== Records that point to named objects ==

• • • •

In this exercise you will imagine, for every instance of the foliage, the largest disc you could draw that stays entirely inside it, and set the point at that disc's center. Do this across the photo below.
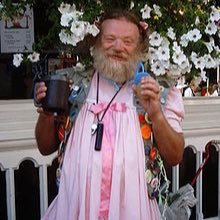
(188, 30)
(8, 9)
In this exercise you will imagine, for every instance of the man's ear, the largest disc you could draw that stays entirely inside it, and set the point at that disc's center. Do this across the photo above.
(97, 24)
(143, 25)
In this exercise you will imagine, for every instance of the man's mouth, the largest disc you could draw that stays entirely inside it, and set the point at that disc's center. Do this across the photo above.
(117, 57)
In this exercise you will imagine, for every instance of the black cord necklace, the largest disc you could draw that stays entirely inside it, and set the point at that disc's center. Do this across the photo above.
(98, 128)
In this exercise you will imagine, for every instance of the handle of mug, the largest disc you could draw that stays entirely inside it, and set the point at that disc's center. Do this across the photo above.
(36, 103)
(139, 66)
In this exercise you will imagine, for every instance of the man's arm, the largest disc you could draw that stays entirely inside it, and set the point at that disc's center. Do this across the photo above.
(46, 134)
(169, 142)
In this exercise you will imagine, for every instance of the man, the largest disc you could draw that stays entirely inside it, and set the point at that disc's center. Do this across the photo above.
(191, 90)
(109, 182)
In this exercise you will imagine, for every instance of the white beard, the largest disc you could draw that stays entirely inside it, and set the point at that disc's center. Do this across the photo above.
(113, 69)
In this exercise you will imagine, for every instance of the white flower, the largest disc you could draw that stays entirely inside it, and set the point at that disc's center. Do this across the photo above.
(171, 33)
(210, 45)
(211, 28)
(199, 63)
(92, 29)
(152, 55)
(163, 53)
(157, 10)
(18, 58)
(146, 12)
(131, 5)
(197, 21)
(79, 67)
(158, 69)
(176, 48)
(34, 57)
(194, 35)
(215, 14)
(209, 61)
(184, 40)
(203, 75)
(174, 71)
(155, 39)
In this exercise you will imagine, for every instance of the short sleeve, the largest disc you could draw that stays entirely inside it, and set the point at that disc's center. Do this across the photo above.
(174, 109)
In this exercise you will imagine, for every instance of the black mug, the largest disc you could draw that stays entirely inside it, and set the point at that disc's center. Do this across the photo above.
(57, 94)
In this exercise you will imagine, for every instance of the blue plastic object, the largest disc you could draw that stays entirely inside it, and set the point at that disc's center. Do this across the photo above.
(139, 73)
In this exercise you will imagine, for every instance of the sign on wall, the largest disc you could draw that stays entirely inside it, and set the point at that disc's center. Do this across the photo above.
(17, 35)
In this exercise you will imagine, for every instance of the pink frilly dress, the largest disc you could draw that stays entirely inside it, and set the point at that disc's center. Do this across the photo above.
(108, 184)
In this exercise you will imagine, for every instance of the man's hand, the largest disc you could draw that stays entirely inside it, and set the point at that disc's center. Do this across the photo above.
(148, 93)
(40, 91)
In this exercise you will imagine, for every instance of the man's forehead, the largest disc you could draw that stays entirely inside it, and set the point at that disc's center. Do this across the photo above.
(120, 25)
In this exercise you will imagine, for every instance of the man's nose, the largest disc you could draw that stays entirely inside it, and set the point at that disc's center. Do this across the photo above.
(118, 45)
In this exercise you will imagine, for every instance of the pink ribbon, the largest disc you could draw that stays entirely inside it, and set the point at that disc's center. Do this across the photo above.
(107, 152)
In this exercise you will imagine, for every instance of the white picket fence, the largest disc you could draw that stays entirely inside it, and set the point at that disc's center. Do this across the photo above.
(17, 143)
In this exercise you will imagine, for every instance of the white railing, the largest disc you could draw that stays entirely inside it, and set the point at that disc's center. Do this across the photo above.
(17, 143)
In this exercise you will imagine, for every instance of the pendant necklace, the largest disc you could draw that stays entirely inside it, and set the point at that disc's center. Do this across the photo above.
(97, 128)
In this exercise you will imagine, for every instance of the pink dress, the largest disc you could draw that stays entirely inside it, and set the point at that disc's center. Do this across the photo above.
(108, 184)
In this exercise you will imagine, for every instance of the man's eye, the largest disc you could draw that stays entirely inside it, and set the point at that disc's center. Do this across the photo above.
(128, 42)
(109, 39)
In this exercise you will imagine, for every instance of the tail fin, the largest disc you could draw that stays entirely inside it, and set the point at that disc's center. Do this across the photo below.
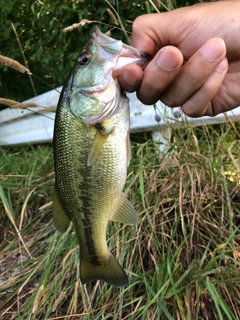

• • • •

== WORK TO DO ==
Give the data as a Markdown table with the columns Row and Line, starting with the line containing "man's nose, the" and going on through the end of the data, with each row numbered and blank lines skipped. Leave the pictures out.

== REPLY ==
| Row | Line |
|---|---|
| 1 | In this exercise you will imagine, for every instance of the man's nose, the largest disc you could draw that stays entirely inside it, and set the point at that disc's center. Do this across the photo above. |
| 2 | (118, 45) |
| 3 | In this exercise you will imagine, for every instance of the pink ribbon, the largest disc you could draw that stays entirely inside it, and set the point at that disc's center. Do this across the photo above. |
| 4 | (107, 152) |
| 5 | In this exercise you will imagine, for every instance of the white picket fence, the largest disc you could draw that stays entirely inside it, and set the point at that disc's center. Do this across the photo above. |
| 6 | (17, 143) |
| 7 | In this exercise you will imagine, for every instance of the white railing, the largest disc you could draw that stays entirely inside it, and set the point at that disc's center. Do this across the photo above. |
| 8 | (17, 143) |
| 9 | In this exercise you will imagine, for every instance of the pendant necklace, the largest disc you could draw that stays entirely inside it, and set the point at that disc's center. Do this across the photo above. |
| 10 | (97, 128) |
| 11 | In this exercise you will imagine, for every instance of the pink dress, the largest disc you could draw that stays entirely inside it, and set the point at that disc's center. Do this across the photo above. |
| 12 | (108, 184) |
| 13 | In this exercise you will imagine, for every instance of the man's eye, the largest disc you could draw that stays entirely inside it, and set the point at that disc's center. Do this across the photo above. |
| 14 | (128, 42) |
| 15 | (109, 39) |
| 16 | In this exercise you will imagine, for every instance of the tail fin, the largest disc you could draw that stays entirely inside it, and set the point at that disc's center. Do this across the photo below. |